> Extracted text:
-- Opening Marker --

It’s debatable which is harder: scoring a ticket to a Broadway performance of Hamilton, which just garnered a record-setting number of Tony nominations, or solving the healthcare interoperability challenge. We can’t work magic for the play, but this week’s HIT List does offer some insights on interoperability progress — along with updates on other trendy topics.

  1. Interoperability workarounds. Despite continuing aggravation about lack of interoperability, plenty of baby steps are being taken toward making data accessible by those who need it, which everyone agrees is absolutely essential to value-based care. For one, the largest EHR developers have promised HHS they will follow nationally recognized standards in future development and prevent information blocking. For another, large health systems are taking on the interoperability task internally, and public-private HIEs are connecting organizations in some states. Maybe one day, sooner than later, EHRs really will play well with others.
  2. Blockchain blockbuster? Initially developed to track international bitcoin transactions over the Internet, blockchain technology may hold a key to improved healthcare interoperability. Newer blockchain systems are designed to enable different entities to operate on the same application. In other words, blockchain provides a language everyone agrees to speak in order to communicate with each other. Check out how this could work.
  3. EHR gripes. It’s not exactly a newsflash that physicians are unhappy with EHR functionality, especially given the fact that more than half who bill Medicare are currently being penalized 1% of their 2015 payments because of meaningful use (or lack thereof). Physicians complain about loss of productivity, inability to find information they need, lack of interoperability and much more. See which EHR grievances top these 25 physicians’ lists.
  4. Smart fashion. A new report predicts smart clothing shipments will skyrocket from 968,000 to 24.8 million over the next five years, with healthcare expected to be a leading market. Of course, it’s hard to know if the smart clothing and body sensor wearables that measure biometrics and physiological data will catch on with consumers and top clothing brands. And there’s also the challenge of ensuring data accuracy — not to mention figuring out how to extract meaning from the 18 million data points per patient per day that body sensors are capable of generating.
  5. Telling telemedicine stats. The number of telemedicine visits provided to Medicare beneficiaries increased 28% annually from 2004 to 2013, despite reimbursement being limited to rural patients who received a live-video visit at a clinic or other facility. Harvard researchers found that disabled beneficiaries with mental illness, generally poorer and sicker than average Medicare users, were most likely to have received a telemedicine visit. There’s still plenty of room for growth — even with these increasing numbers, fewer than 1% of rural Medicare beneficiaries had the benefit of a telemedicine visit in 2013.

-- Closing Marker --

> Task instructions:
a) Quote the stretch of the HIT List from "4. Smart fashion." through "capable of generating.".
b) According to the HIT List, by what percentage did telemedicine visits to Medicare beneficiaries increase each year from 2004 to 2013?

> Records provided:

-- Opening Marker --

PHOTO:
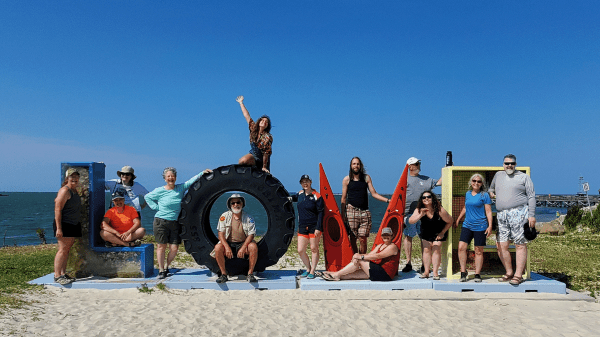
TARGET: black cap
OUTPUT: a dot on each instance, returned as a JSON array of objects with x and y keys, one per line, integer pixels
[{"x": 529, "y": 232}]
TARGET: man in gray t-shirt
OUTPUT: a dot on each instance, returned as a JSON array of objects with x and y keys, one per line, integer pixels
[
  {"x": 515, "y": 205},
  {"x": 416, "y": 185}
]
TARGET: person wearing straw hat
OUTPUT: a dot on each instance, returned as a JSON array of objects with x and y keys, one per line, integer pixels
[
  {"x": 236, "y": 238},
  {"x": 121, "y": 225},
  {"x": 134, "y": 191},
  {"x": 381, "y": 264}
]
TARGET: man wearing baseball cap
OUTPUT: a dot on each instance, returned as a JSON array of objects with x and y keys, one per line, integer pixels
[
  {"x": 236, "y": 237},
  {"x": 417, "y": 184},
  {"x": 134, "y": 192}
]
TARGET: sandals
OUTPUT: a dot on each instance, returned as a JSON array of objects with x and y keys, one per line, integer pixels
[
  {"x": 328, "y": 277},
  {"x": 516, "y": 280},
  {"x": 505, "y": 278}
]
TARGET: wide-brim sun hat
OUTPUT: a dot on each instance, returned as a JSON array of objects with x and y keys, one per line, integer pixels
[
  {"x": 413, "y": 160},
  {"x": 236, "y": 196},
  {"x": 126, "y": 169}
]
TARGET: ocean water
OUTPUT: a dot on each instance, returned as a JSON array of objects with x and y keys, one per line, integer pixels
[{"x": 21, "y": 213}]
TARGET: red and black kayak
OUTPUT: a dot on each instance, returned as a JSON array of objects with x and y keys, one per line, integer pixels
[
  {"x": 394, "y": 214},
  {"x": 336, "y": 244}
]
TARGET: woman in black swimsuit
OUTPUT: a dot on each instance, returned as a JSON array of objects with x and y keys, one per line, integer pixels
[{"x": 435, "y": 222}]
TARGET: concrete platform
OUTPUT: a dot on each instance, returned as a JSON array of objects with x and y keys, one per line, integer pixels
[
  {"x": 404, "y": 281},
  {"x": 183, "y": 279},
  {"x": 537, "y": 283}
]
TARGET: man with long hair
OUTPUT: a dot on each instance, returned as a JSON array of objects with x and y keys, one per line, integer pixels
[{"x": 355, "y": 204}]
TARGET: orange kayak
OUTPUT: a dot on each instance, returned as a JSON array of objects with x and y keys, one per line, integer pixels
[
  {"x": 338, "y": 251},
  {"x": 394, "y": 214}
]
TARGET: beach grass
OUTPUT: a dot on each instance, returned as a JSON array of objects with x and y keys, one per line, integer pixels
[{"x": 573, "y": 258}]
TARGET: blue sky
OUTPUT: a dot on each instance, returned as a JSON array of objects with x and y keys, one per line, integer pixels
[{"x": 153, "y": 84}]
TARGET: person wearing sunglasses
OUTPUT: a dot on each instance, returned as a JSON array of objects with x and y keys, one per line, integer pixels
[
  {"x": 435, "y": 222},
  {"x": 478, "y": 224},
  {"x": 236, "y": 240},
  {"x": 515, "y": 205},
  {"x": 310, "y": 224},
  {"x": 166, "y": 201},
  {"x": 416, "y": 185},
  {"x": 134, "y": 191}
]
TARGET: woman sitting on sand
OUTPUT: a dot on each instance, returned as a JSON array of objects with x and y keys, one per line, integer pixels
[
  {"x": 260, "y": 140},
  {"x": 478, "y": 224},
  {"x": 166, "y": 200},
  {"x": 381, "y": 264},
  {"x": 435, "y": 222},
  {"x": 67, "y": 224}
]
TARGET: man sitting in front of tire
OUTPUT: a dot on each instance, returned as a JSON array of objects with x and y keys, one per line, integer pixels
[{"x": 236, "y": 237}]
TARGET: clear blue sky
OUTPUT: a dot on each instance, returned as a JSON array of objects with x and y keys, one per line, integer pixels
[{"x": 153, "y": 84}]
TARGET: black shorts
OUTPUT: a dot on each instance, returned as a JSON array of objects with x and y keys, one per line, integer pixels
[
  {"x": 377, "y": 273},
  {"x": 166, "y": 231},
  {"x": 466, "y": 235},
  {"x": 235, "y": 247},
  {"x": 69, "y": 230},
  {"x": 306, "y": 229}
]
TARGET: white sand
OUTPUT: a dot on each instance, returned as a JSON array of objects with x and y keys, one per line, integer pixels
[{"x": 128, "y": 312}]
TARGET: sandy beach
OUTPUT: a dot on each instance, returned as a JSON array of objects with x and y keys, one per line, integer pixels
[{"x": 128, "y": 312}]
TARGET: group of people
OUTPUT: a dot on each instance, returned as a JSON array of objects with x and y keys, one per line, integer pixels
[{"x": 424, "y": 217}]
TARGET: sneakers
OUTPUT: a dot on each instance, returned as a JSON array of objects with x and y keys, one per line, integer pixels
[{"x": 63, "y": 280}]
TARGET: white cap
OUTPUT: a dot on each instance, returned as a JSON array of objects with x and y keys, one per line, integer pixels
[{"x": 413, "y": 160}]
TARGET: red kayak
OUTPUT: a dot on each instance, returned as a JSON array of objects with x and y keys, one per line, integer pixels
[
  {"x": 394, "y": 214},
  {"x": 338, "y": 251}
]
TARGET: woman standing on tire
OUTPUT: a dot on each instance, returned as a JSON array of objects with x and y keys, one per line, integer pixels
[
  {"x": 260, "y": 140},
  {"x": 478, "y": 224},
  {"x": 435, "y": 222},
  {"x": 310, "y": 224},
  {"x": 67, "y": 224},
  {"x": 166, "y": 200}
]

-- Closing Marker --

> Answers for the tasks:
a)
4. Smart fashion. A new report predicts smart clothing shipments will skyrocket from 968,000 to 24.8 million over the next five years, with healthcare expected to be a leading market. Of course, it’s hard to know if the smart clothing and body sensor wearables that measure biometrics and physiological data will catch on with consumers and top clothing brands. And there’s also the challenge of ensuring data accuracy — not to mention figuring out how to extract meaning from the 18 million data points per patient per day that body sensors are capable of generating.

b) They increased 28% annually.